*** GIVEN RECORDS ***

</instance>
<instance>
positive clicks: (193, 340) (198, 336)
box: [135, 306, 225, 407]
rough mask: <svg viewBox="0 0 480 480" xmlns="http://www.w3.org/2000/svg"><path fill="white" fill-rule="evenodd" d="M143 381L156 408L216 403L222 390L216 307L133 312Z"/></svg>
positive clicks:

*** End of GIVEN RECORDS ***

Copy every item above line for line, changing nothing.

</instance>
<instance>
positive clicks: (193, 340) (198, 336)
box: [135, 306, 225, 407]
rough mask: <svg viewBox="0 0 480 480" xmlns="http://www.w3.org/2000/svg"><path fill="white" fill-rule="evenodd" d="M143 381L156 408L216 403L222 390L216 307L133 312Z"/></svg>
positive clicks:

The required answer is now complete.